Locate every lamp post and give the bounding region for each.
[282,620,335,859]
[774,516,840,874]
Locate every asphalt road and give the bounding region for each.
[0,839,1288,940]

-.-.-

- DIRECTIONS FOR THIS TASK:
Reproduce all of the material above line for line, without changing anything.

- EXERCISE RESPONSE:
Locate every lamp post and give the bounding region for each.
[282,620,335,859]
[774,516,840,874]
Locate every asphalt road and give the bounding region for each.
[0,839,1288,940]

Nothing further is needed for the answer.